_PROVIDED INFORMATION_
++++++++

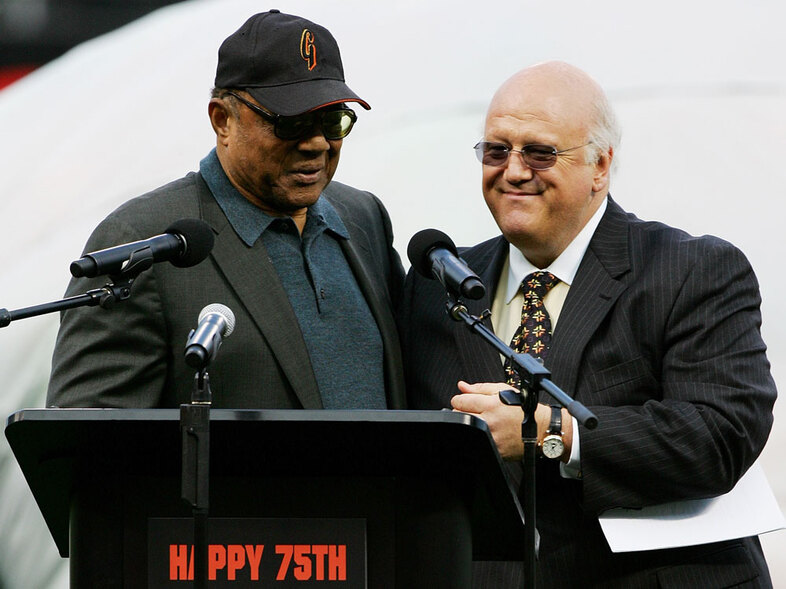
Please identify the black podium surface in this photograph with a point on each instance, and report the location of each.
(100, 476)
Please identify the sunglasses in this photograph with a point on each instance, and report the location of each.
(335, 123)
(535, 156)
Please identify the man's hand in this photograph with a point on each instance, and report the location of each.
(504, 421)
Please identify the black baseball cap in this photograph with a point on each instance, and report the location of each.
(290, 65)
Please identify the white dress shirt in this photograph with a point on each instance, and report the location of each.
(509, 299)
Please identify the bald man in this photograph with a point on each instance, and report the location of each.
(655, 331)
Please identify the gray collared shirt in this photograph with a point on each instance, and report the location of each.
(341, 336)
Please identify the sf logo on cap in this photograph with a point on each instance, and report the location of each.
(307, 49)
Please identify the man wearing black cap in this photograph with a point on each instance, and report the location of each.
(306, 264)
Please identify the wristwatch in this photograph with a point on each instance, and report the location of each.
(552, 445)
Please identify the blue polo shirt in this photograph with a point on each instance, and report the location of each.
(341, 336)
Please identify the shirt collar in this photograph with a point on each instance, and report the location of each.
(248, 220)
(564, 267)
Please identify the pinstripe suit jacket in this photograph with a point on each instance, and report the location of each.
(659, 336)
(132, 354)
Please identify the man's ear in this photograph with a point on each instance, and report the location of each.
(600, 180)
(220, 117)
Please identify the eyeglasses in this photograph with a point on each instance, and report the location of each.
(335, 123)
(536, 156)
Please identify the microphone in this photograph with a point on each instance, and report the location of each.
(433, 254)
(216, 321)
(185, 243)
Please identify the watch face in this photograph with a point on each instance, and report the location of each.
(553, 446)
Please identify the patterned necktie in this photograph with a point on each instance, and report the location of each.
(534, 334)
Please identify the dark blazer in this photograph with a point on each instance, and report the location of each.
(659, 337)
(132, 354)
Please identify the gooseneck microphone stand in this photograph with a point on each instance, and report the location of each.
(119, 289)
(195, 481)
(534, 378)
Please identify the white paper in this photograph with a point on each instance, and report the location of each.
(749, 509)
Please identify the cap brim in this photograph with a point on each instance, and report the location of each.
(294, 99)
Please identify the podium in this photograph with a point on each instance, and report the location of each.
(297, 498)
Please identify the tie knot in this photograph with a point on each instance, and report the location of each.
(537, 284)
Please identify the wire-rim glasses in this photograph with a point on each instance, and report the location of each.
(535, 155)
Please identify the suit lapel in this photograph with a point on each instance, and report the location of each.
(598, 284)
(252, 276)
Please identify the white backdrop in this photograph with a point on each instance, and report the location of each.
(699, 87)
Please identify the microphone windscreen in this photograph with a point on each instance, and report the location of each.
(199, 241)
(222, 310)
(422, 243)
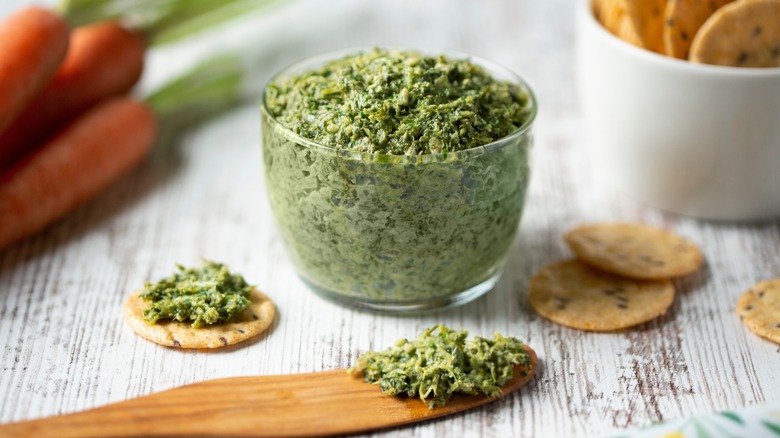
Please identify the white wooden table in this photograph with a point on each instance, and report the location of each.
(65, 347)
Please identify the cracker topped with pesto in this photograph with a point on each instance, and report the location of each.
(398, 102)
(442, 362)
(203, 307)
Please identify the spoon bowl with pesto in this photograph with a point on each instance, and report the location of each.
(397, 178)
(312, 404)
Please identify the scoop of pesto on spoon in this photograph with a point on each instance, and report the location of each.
(442, 362)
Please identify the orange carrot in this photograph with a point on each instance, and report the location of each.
(33, 43)
(103, 60)
(73, 166)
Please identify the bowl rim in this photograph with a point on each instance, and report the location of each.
(589, 22)
(490, 66)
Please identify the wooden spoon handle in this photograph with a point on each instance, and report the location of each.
(312, 404)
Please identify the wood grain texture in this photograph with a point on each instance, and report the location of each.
(65, 347)
(308, 404)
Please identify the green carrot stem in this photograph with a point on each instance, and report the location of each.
(160, 21)
(204, 91)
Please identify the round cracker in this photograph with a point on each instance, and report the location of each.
(682, 20)
(635, 250)
(573, 294)
(647, 19)
(759, 309)
(742, 34)
(255, 319)
(613, 15)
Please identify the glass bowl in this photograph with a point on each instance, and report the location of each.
(397, 232)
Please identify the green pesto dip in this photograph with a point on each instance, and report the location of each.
(208, 294)
(368, 224)
(398, 102)
(441, 362)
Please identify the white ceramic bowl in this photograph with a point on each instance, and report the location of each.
(695, 139)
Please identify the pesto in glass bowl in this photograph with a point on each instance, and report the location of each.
(397, 178)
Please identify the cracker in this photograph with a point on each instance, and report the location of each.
(759, 309)
(682, 20)
(613, 15)
(647, 19)
(742, 34)
(573, 294)
(251, 322)
(634, 250)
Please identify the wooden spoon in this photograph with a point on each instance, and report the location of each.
(324, 403)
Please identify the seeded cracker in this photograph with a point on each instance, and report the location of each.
(251, 322)
(613, 15)
(572, 294)
(742, 34)
(634, 250)
(759, 309)
(648, 21)
(683, 18)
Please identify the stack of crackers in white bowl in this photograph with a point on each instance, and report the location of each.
(739, 33)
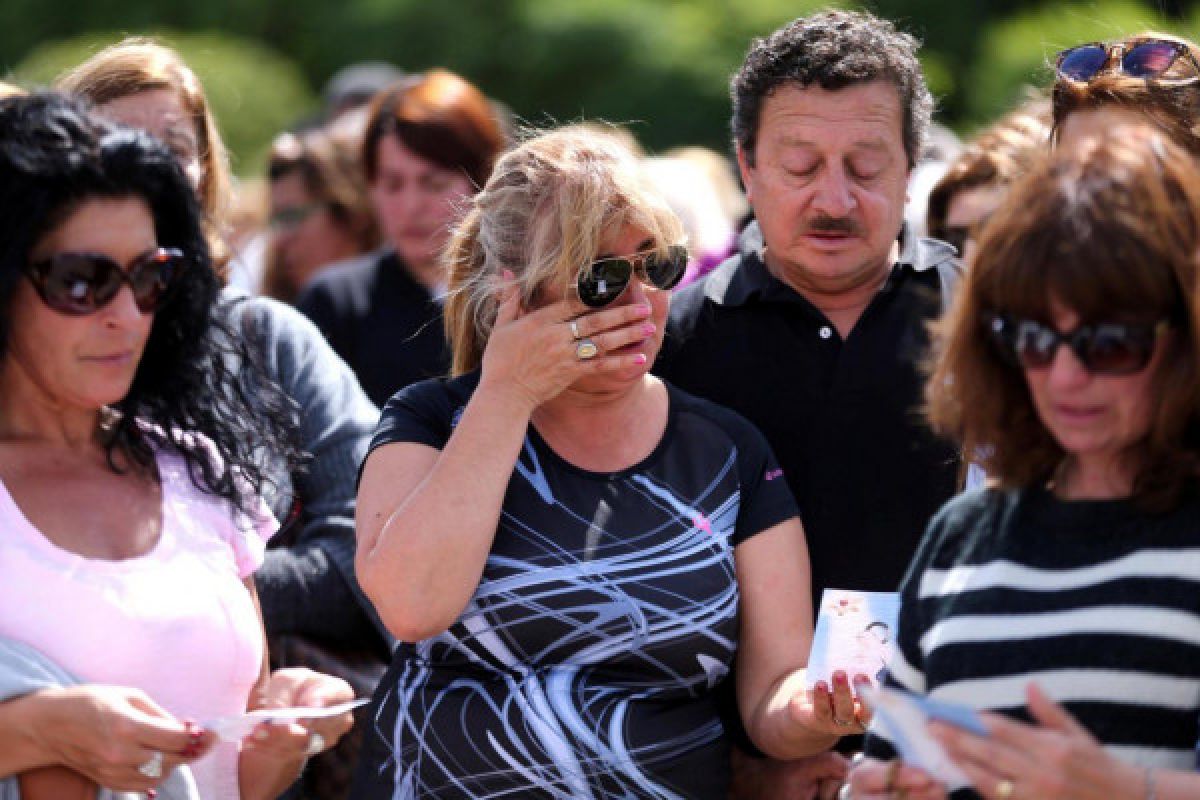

++++++++

_INSTRUCTIONS TO FOLLOW_
Reproduce the listing verbatim, pictures excluded.

_THE ANSWER_
Please identify the black podium surface in this photograph with a point on each instance, and report the location of each.
(100, 476)
Please identify the sunglasses in this photograph with a point on each instance, and report the location of each.
(335, 123)
(535, 156)
Please identify the man's hand in this photograph with a point on each instance, and report the location of each.
(504, 421)
Please identify the black baseball cap in this photograph with a point on each instance, and report the location of each.
(290, 65)
Please identify the white dress shirt in this photograph with a point on each instance, and report the location of each.
(509, 299)
Please identify the bald man in this photograph with a point on each instance, and report the location of each.
(655, 331)
Please identify the gray collared shirt in this photograph with a point on each instance, and report the location of each.
(341, 336)
Please identify the sf logo on cap in this photograph with a point on each instance, and report the location of each.
(307, 49)
Please identify the man wearing black cap in this photograph with a point on each instance, and report the location of each.
(306, 264)
Please identify the wristwatch in this photograph with a point on each instance, and report the location of each.
(552, 445)
Please identify the blue polo shirt in this photograph with a point on each instance, and report the location of each.
(341, 336)
Please identify the shirt collar in this photograph with a point on each instance, and report the location of each.
(248, 220)
(564, 267)
Please identify the pinstripe suit jacket in this photograph with a point on each instance, and report the location of each.
(659, 336)
(132, 354)
Please identify the man's ear in this photograph with a point on each instance, and report the location of each.
(600, 180)
(220, 117)
Please identify the eyeglasses in this photograph with a point on each instance, and report the location of each.
(335, 123)
(536, 156)
Please identify the microphone in this photograph with a point on each instance, and report the location of each.
(433, 254)
(216, 321)
(185, 243)
Please identify the watch face in this photograph with a point on each instance, and report the location of each.
(553, 446)
Please identify the patterned necktie in this photograph with a point on each instance, and report the location of each.
(534, 334)
Please identify the dark blazer in this photograph with a point on each instance, and report the location of each.
(659, 337)
(132, 354)
Please identify the gooseneck microphone stand in this photograph with a point on each instance, and report the location of each.
(119, 289)
(195, 481)
(534, 378)
Please identify the white paper in this photograph with a point on each instance, and report the location of each.
(749, 509)
Please identify the cap brim in this photograph with a point on each instance, and report the location of each.
(294, 99)
Please identify the podium in this photograph with a point on each instance, and report the location of each.
(297, 498)
Please identify the tie knot in this photograph with a point on each instance, and report the location of each.
(537, 284)
Please identify the wire-rim glasses in this photograph with a point on each instance, and report the location of each.
(535, 155)
Please identify the suit lapel in this photograph with a point on each instance, and report the location of each.
(598, 284)
(252, 276)
Please identify the white backdrop in this photograph with a point on each instance, and report the location of each.
(699, 87)
Please identify the microphone windscreen in this photograph with a point on each instance, and report the location of each.
(199, 241)
(222, 310)
(422, 243)
Please identify the white wooden table in this photograph with a point on each instance, and report the location of each.
(65, 347)
Please identify the cracker topped with pesto in this photograph with a point on each instance, and report the location of each.
(398, 102)
(442, 362)
(203, 307)
Please identify the spoon bowl with pesto in this photograph with a point on each instance, and report the location of each.
(397, 178)
(312, 404)
Please identify the scoop of pesto on spoon in this photograph with a point on each instance, and report the location of each.
(442, 362)
Please identify the orange carrot in this photograph with a point on each instance, and report the location of each.
(33, 43)
(103, 60)
(73, 166)
Please identify the bowl rim in this photograph with a point on each instance, and report the location of each.
(589, 22)
(490, 66)
Please identify the wooden spoon handle in this photograph with a point on each instance, and report the location of each.
(312, 404)
Please identify the wood grain texture in this photograph with a point on each instance, and report the location of each.
(65, 347)
(308, 404)
Please identify the green carrot stem in this photograph with a point on each instance, and report the location of each.
(160, 21)
(204, 91)
Please identify the round cracker in this photograph with a point on each instance, and report the location of each.
(682, 20)
(635, 250)
(573, 294)
(647, 19)
(759, 309)
(742, 34)
(255, 319)
(613, 15)
Please identify the glass bowl in this photograph with a point on each instance, and report the location of each.
(397, 232)
Please identify the green pesto dip in this photograph with a point on each instance, and report the location of each.
(208, 294)
(368, 224)
(398, 102)
(441, 362)
Please identify the white ceramic bowl in this photograph with a point on each instance, and report the location of each.
(695, 139)
Please identify the pesto in glass bowl in this photograph with a point on each instance, and report the location of each.
(397, 178)
Please identify the cracker in this photograph with a point on each instance, and report the location of each.
(759, 309)
(682, 20)
(613, 15)
(647, 19)
(742, 34)
(573, 294)
(251, 322)
(634, 250)
Please identify the wooden spoon in this photograph with a point on each instance, and report the location of each.
(324, 403)
Please identify the seeded cracker in this photograph with a point on each instance, and report the location of each.
(251, 322)
(613, 15)
(572, 294)
(742, 34)
(634, 250)
(759, 309)
(648, 21)
(683, 18)
Please identify the stack of crackers in white bowl in this photograph with a point on each instance, and report the location of each.
(739, 33)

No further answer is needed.